ACTIVITY: Please decide whether each statement agrees with the text on organic food below, answering yes or no and quoting the deciding words from the text. (a) "Certified Transitional" food counts as organic food. (b) Less than 1 percent of U.S. farmland is certified organic. (c) The writer uses a kennel dip to keep fleas off animals.

------ TEXT EXCERPT ------

Nope. “Certified Transitional” food is not organic food. People will end up paying more for food that is not organic. This does not benefit the consumer; it benefits the food producer. It is about making money. It’s a game, an utter crock:
While demand soars, less than 1 percent of U.S. farmland is certified organic. So why don’t farmers switch? https://t.co/Ojkpng8mo0
— The New Food Economy (@newfoodeconomy) April 18, 2017
It’s important to recognize that “organic” doesn’t usually mean low chemical input, only that the chemicals used are found in nature. I’ve spoken with orchard farmers in my extended family who describe the much higher inputs they’d have to make if they switched to pyrethins, rotenone, and phosphate rock. This is why organic costs more. It isn’t necessarily better for the environment or better for the soil, just more expensive and time-consuming for the farmer. “Organic” farms are usually still monocultures toxic to local wildlife, just with a different set of chemical inputs. It would be nice if organic meant the highly labor intensive methods that once maintained soil (if not flawless looking fruits/veggies) as used for centuries, but we don’t pay enough for that to be worthwhile for farmers.
I’m fairly convinced pyrethins are okay to consume in minute quantities (I regularly use pyrethin based kennel dip to deter fleas on my animal companions), but I’ve my doubts about rotenone, elemental sulfur and others.

------ THE DATA ------

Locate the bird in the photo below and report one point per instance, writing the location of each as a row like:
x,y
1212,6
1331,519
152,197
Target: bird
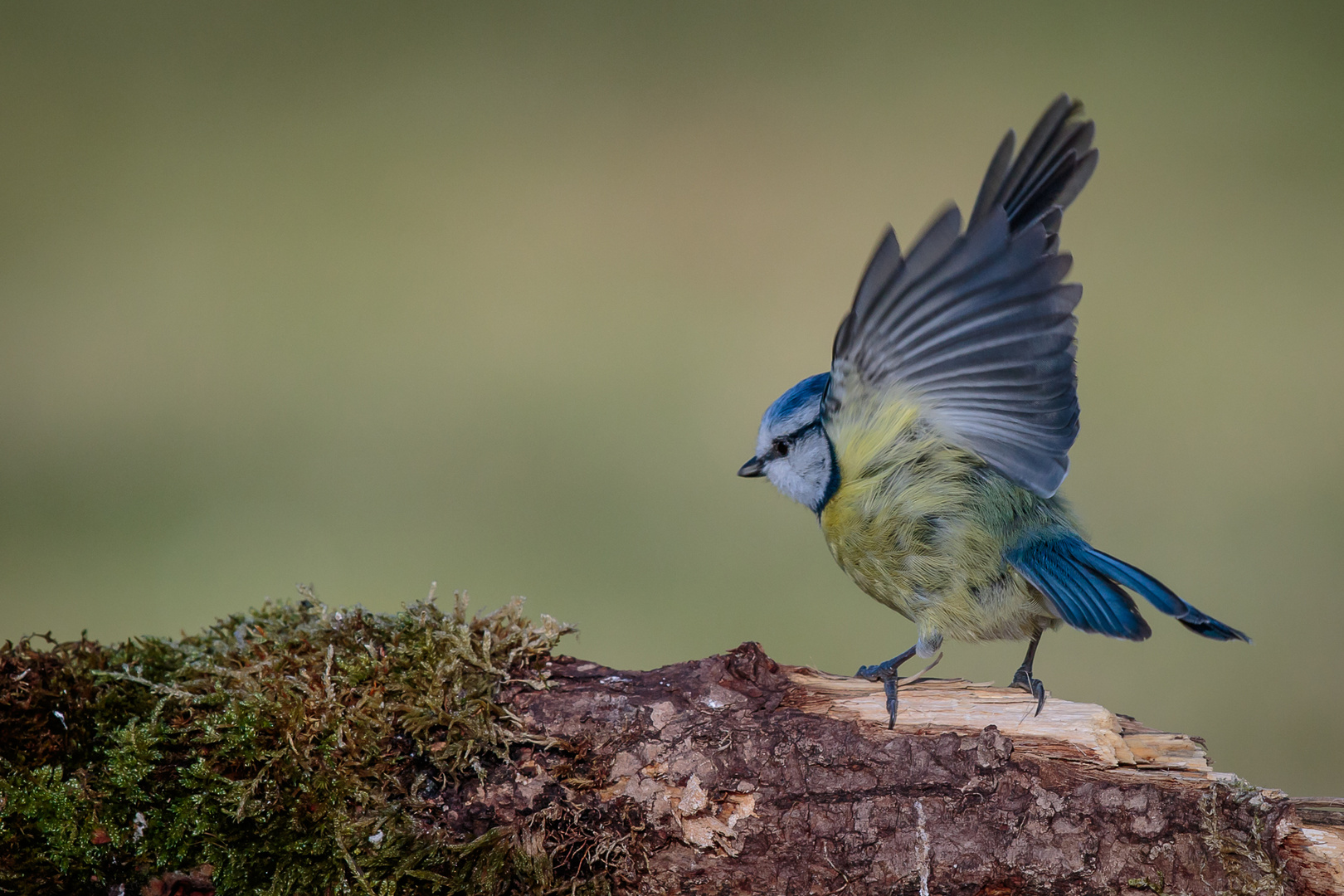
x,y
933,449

------
------ THE DATA ------

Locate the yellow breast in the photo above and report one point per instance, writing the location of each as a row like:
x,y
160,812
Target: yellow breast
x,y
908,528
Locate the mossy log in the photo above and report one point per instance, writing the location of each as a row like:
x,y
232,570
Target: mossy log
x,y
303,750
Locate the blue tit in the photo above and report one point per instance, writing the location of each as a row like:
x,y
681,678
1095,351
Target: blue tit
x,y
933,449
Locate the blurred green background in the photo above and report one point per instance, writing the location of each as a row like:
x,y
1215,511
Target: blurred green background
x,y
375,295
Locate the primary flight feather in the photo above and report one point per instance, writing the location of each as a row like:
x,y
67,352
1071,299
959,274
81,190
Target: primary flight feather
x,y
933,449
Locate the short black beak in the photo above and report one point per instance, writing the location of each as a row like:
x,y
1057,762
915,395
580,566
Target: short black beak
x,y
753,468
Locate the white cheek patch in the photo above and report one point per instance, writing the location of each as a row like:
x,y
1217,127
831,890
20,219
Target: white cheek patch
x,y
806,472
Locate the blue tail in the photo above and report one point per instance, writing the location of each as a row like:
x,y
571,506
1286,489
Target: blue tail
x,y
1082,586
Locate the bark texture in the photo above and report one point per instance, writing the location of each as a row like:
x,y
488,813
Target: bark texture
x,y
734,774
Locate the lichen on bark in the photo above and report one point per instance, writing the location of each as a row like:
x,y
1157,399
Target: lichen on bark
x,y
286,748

------
------ THE DATA ------

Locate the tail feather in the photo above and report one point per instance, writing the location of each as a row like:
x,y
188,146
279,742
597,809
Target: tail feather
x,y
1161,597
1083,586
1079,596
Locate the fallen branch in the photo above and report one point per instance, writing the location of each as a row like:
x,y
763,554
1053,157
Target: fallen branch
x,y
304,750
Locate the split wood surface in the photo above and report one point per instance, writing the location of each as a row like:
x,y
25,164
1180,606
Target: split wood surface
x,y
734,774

------

SOLUTION BELOW:
(a) No: "“Certified Transitional” food is not organic food."
(b) Yes: "less than 1 percent of U.S. farmland is certified organic"
(c) Yes: "I regularly use pyrethin based kennel dip to deter fleas on my animal companions"